**Pasaje seleccionado:**
■ ■ ■

Que
en pleno siglo XXI, como lo aseguró la FAO en días pasados, uno de cada seis
seres humanos vivan con hambre es un motivo para sentir vergüenza e
indignación, sobre todo cuando es sabido que Colombia -donde siguen muriendo
niños por desnutrición o por causas asociadas a ella- aporta a esa estadística.
Infortunadamente, hasta los voceros naturales de la infancia en Colombia
parecen ahora más dispuestos a centrar la discusión del problema en un asunto
de cifras sobre fallecimientos -que en este caso oscilan entre cientos, según
el Instituto de Bienestar Familiar, y miles, según la Unicef-,
en lugar de preocuparse por lo que es evidente.Hasta
hace no mucho, representantes de todos los estamentos sociales se rasgaban las
vestiduras ante las denuncias de la muerte de niños por hambre en el
empobrecido Chocó; el impacto real de los planes de choque de los que se habló
para hacerle frente a esta tragedia no lo conoce el país. De hecho, semejante
coyuntura ni siquiera ameritó que alguna autoridad se encargara entonces de
hacer un diagnóstico general sobre el tema.
Este hubiera sido la base para la elaboración de políticas serias y la
puesta en marcha de acciones urgentes, conducentes a evitar que los niños sigan
padeciendo por la falta de alimentos. Además, evitaría que se cayera en
diferencias estadísticas tan amplias. Hoy no es posible saber cuántos pequeños
pasan hambre junto con sus familias, de qué tamaño es la afectación en su
calidad de vida o cuántos años de vida saludables se pierden por culpa de la
desnutrición.
Basta decir que, de acuerdo con la Asociación Colombiana de Pediatría, este
problema de salud es responsable directo de la mitad de las enfermedades que
causan la muerte de menores de 5 años. Cifras que no se alejan mucho de las
conclusiones planteadas por la Encuesta Nacional de Situación Nutricional en
Colombia (Ensin, 2005), el estudio más completo hecho
hasta la fecha sobre nutrición en el país.
La encuesta encontró, por ejemplo, que el 40,8 por ciento de los 17.740
hogares estudiados presentan niveles de inseguridad alimentaria
de leves a severos. Eso quiere decir que, al ser encuestados, dijeron no tener
el dinero suficiente para garantizar la adecuada provisión de alimentos para
todos los miembros del hogar. Esta misma situación fue manifestada por seis de
cada diez familias de las áreas rurales. El hallazgo explicaría las
deficiencias nutricionales que, de acuerdo con la Ensin,
afectan a la primera infancia, sobre todo a los niños menores de 3 años.
En el país, 3 de cada 10 pequeños de 1 a 4 años de edad padecen anemia
(signo directo de desnutrición), lo mismo que el 38 por ciento de los niños
entre los 5 y los 12 años. El 33 por ciento de las mujeres en edad
reproductiva, y el 45 por ciento de las gestantes, también tienen deficiencias
de este tipo, lo cual influiría en el hecho de que el 53 por ciento de los
bebés de un año de nacidos también sean anémicos.
Valga decir que en poblaciones con hambre y enfermas el impacto de las
políticas dirigidas a ellas tiende a ser efímero. El desarrollo físico,
psíquico, intelectual, afectivo y emocional de los niños depende en buena
medida de que su organismo reciba una adecuada provisión de nutrientes.
Negarles esa posibilidad equivale no solo a exponerlos a padecer peores problemas
de salud, sino a someterlos a un desarrollo desigual que, en el futuro, se verá
reflejado en la imposibilidad de salir de su estado de pobreza.
Lejos de toda consideración y de discusiones inocuas, es evidente que el
país necesita con urgencia un plan serio, consistente y medible,
dirigido a brindar seguridad alimentaria a todos los
colombianos. De otro modo, es imposible hablar en serio de desarrollo.

■ ■ ■

**Sección de datos:**
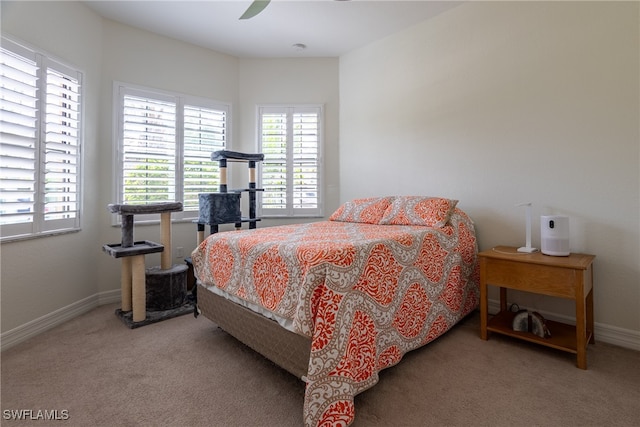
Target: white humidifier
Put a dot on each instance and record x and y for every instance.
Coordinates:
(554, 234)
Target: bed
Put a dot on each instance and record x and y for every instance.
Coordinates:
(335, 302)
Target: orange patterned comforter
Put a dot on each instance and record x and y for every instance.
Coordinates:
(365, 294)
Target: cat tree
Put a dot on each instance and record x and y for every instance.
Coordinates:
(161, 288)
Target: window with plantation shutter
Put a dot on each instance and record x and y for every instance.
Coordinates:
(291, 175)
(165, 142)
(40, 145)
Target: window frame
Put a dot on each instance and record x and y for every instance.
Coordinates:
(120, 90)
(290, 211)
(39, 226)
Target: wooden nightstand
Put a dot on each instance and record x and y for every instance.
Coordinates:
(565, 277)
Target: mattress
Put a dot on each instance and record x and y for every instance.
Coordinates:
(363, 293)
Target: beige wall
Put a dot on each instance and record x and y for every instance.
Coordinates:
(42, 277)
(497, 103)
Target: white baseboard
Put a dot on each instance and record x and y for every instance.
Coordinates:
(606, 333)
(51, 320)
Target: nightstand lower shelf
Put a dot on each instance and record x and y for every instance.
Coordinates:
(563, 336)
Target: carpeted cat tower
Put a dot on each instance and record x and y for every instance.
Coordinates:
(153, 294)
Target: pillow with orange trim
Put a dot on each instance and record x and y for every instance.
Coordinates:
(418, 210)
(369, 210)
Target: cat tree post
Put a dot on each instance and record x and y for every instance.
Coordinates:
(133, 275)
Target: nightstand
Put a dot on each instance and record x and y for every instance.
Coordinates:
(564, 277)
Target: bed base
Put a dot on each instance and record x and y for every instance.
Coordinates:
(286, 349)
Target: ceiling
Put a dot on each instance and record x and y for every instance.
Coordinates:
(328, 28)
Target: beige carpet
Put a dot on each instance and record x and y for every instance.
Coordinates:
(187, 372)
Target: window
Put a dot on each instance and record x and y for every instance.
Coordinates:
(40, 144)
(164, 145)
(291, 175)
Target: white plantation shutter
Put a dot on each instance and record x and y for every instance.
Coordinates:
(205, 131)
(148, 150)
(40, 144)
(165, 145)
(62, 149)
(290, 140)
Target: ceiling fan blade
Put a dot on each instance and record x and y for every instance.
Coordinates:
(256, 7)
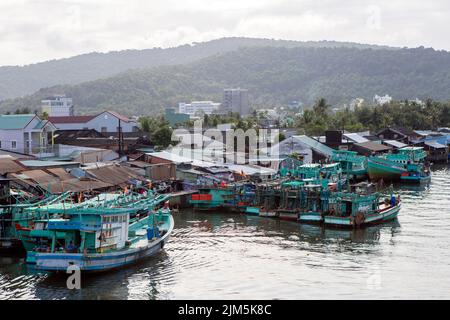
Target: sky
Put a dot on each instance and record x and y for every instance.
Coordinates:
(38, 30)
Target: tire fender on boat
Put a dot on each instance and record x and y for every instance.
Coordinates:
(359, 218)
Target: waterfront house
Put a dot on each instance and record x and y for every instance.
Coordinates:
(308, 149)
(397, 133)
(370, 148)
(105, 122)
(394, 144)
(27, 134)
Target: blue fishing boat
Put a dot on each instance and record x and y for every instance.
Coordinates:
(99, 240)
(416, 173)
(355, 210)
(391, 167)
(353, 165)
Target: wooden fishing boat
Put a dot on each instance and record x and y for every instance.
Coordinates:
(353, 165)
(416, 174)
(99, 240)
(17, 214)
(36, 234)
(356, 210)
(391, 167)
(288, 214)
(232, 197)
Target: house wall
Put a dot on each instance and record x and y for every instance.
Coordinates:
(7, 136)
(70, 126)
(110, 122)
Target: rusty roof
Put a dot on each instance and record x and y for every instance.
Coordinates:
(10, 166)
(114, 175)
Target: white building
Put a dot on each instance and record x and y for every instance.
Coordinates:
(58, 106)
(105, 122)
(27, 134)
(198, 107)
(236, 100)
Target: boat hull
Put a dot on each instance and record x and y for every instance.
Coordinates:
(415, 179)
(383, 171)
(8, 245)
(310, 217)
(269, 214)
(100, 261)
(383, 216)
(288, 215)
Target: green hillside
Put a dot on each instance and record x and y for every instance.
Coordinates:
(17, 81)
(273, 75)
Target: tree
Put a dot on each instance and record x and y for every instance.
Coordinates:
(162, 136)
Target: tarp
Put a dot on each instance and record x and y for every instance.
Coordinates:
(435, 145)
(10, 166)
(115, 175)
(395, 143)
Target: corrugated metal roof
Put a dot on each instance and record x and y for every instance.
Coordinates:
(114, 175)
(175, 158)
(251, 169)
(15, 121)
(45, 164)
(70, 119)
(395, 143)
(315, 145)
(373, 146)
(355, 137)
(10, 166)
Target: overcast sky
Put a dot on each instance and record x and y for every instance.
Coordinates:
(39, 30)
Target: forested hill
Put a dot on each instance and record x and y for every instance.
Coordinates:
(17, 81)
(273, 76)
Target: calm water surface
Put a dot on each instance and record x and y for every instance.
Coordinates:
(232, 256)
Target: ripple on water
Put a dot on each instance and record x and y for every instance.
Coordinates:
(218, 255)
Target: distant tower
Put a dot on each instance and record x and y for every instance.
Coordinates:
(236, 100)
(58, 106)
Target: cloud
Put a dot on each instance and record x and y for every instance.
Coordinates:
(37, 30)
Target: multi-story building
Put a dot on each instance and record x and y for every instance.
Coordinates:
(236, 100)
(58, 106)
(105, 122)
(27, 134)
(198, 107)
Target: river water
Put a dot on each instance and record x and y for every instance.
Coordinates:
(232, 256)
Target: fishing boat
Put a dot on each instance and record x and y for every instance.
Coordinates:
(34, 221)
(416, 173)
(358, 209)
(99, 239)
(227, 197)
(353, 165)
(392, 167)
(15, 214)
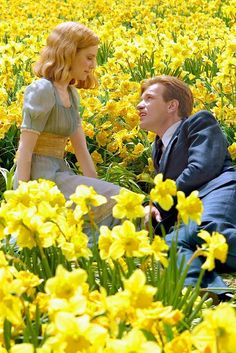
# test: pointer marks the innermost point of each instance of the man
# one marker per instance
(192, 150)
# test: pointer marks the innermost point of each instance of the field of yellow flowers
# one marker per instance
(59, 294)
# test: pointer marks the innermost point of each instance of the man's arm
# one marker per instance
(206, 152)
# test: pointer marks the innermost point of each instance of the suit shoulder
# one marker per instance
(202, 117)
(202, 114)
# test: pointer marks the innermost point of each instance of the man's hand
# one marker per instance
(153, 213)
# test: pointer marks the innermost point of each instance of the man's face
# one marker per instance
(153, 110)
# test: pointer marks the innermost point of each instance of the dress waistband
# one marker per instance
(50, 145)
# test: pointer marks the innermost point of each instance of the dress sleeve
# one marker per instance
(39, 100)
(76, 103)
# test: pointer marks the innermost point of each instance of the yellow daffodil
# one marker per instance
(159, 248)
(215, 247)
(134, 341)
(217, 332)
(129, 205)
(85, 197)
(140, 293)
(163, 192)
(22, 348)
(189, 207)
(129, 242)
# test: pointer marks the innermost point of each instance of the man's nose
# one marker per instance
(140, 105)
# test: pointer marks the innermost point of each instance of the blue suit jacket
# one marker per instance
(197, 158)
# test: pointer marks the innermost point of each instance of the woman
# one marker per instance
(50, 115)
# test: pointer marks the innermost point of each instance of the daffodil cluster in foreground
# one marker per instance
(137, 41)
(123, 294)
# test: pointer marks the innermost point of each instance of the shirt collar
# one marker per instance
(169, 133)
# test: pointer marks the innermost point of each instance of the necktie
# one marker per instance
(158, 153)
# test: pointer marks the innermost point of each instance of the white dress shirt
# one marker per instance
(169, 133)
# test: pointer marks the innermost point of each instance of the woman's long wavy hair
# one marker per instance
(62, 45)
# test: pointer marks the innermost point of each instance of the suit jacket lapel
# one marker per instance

■ ■ ■

**Objetivo del ejercicio:**
Enumera los grupos de población con anemia o deficiencias de ese tipo que menciona el pasaje seleccionado, con la proporción que se da para cada uno. Los ítems son un material independiente del pasaje seleccionado.

**Resultado del ejercicio:**
- Niños de 1 a 4 años: 3 de cada 10
- Niños entre los 5 y los 12 años: 38 por ciento
- Mujeres en edad reproductiva: 33 por ciento
- Gestantes: 45 por ciento
- Bebés de un año de nacidos: 53 por ciento